■ **Task description**: Some of the lines below need repeating. Reproduce exactly those between the lines holding "positive clicks: (67, 59) (63, 57) (53, 65)" and "56L77 47L71 46L72", inclusive.
(Beginning of Data excerpts)
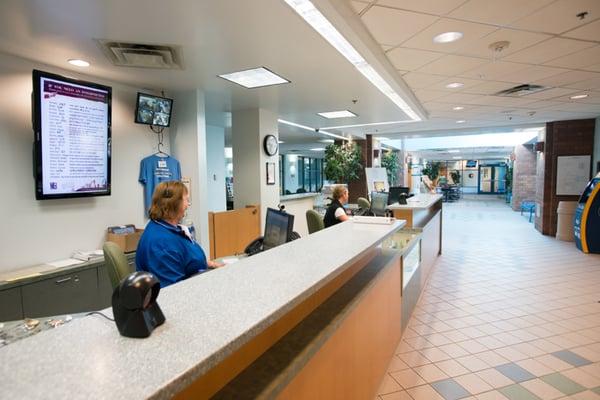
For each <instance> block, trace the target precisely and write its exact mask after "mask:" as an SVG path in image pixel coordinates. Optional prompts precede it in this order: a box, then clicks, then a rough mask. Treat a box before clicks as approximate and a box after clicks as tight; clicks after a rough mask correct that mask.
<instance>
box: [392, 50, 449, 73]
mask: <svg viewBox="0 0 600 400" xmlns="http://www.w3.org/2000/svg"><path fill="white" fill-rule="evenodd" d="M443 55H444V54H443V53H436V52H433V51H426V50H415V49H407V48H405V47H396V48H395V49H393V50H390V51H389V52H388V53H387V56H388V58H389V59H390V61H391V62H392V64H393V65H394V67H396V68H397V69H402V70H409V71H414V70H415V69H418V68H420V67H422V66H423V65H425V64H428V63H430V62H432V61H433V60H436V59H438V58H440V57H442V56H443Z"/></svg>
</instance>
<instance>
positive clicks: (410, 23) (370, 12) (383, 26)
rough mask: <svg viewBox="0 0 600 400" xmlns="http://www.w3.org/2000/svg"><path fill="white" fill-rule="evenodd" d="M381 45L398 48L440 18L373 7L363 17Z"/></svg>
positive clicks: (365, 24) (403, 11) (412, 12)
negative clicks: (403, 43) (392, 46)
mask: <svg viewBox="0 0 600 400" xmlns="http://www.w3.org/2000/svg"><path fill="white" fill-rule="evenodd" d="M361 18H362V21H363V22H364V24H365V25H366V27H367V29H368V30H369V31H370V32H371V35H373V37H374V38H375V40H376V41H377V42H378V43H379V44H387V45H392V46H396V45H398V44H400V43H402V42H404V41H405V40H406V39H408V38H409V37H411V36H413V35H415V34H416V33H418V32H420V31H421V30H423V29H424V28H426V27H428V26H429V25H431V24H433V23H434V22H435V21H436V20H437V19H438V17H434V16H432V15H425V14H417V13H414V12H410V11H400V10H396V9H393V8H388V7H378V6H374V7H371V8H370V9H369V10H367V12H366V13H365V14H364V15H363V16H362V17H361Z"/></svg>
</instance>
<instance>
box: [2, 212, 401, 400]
(End of Data excerpts)
(Beginning of Data excerpts)
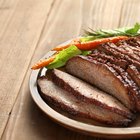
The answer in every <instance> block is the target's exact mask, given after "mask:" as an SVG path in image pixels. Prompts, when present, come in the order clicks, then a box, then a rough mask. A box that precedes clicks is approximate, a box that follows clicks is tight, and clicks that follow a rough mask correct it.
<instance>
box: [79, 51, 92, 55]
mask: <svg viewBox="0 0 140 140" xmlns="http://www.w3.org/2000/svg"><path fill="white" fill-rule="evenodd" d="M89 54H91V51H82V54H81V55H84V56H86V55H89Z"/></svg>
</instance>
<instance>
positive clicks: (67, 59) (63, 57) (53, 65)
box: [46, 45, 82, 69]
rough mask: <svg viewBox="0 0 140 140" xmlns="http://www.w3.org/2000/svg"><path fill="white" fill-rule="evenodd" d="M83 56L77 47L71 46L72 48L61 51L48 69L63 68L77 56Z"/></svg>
(End of Data excerpts)
■ **Result for this task**:
positive clicks: (67, 59) (63, 57) (53, 65)
box: [46, 45, 82, 69]
rough mask: <svg viewBox="0 0 140 140" xmlns="http://www.w3.org/2000/svg"><path fill="white" fill-rule="evenodd" d="M83 56L77 47L71 46L72 48L61 51L48 69L63 68L77 56Z"/></svg>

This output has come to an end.